▶ _REQUIREMENT_:
Reproduce the listing below with every "brocade dress" changed to "velvet gown" and nothing else altered. Leave the picture out of your answer.

▶ _RECORDS FOR THIS EXERCISE_:
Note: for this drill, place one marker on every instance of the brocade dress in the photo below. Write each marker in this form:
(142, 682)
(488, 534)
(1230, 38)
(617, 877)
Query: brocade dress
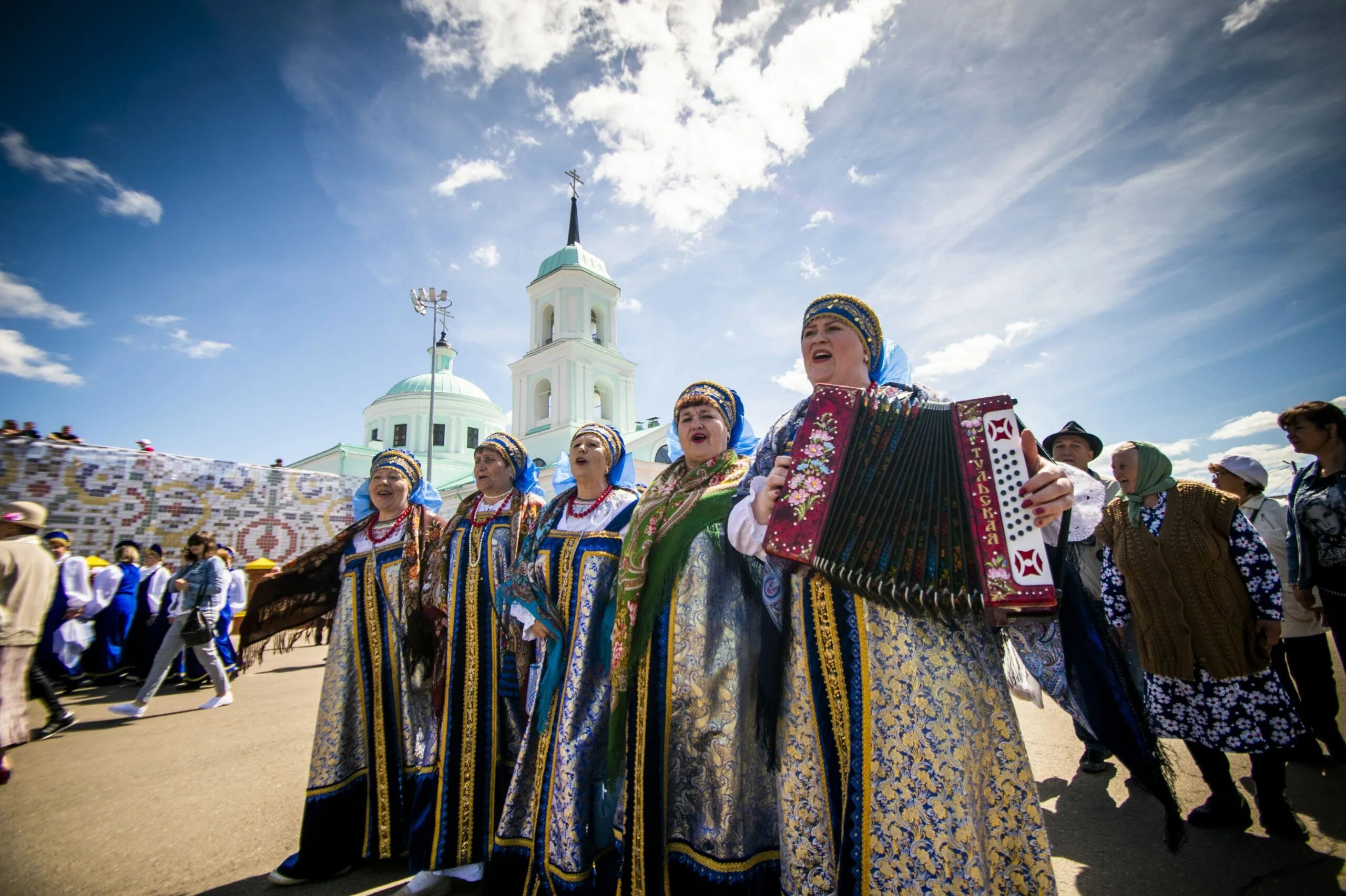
(374, 746)
(481, 707)
(558, 818)
(901, 767)
(698, 810)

▶ _FULL SOLUTION_:
Note: for this drill, place one marker on every instance of the velvet gown in the photo below. Write each marker in this form:
(142, 682)
(488, 534)
(1230, 38)
(617, 877)
Query: velvet gown
(374, 746)
(481, 707)
(558, 818)
(901, 767)
(698, 810)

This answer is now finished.